▸ Tasks to perform
A. Name every table name, table alias, and column name that appears in the SQL of the mailing-list thread about table aliases in delete statements.
B. Pick up the mailing-list thread about table aliases in delete statements at its final line and keep writing from there.

▸ Source document
Thread

  1. Re: [HACKERS] Table aliases in delete statements?

    Keith Parks <emkxp01@mtcc.demon.co.uk> — 1999-12-08T00:52:03Z

    Keith Parks <emkxp01@mtcc.demon.co.uk>
    >>Bruce Momjian <pgman@candle.pha.pa.us>
    >
    >>
    >>> emkxp01=> delete from deltest s1 where s1.respdate not in ( select 
    >>> min(s2.respdate) from deltest s2 where s1.sessionid = s2.sessionid);
    >>> ERROR:  parser: parse error at or near "s1"
    >>> emkxp01=> 
    >>
    >>Don't use s1.  Just refer to native deltest in the subquery.  That
    >>should reference the outer table.
    >
    >That doesn't seem to work as 3 rows are deleted and not just the
    >two duplicates.
    >
    >emkxp01=> delete from deltest where respdate not in ( select min(s2.respdate)

▸ Provided data
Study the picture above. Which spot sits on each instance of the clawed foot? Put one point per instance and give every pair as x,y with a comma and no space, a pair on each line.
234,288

▸ Solved tasks
A. deltest, s1, s2, respdate, sessionid

B.
    >from deltest s2 where sessionid = s2.sessionid);
    >DELETE 3
    >emkxp01=> select * from deltest;
    > sessionid |           respdate           
    >-----------+------------------------------
    >         1 | Tue 07 Dec 22:32:01 1999 GMT
    >(1 row)
    >
    >emkxp01=> 
    
    Ooops sorry, it does work if I use the tablename.colname syntax.
    
    emkxp01=> delete from deltest where respdate not in ( select min(s2.respdate) 
    from deltest s2 where deltest.sessionid = s2.sessionid);
    DELETE 2
    emkxp01=> select * from deltest;           
     sessionid |           respdate           
    -----------+------------------------------
             1 | Tue 07 Dec 22:32:01 1999 GMT
             2 | Wed 08 Dec 00:48:59 1999 GMT
    (2 rows)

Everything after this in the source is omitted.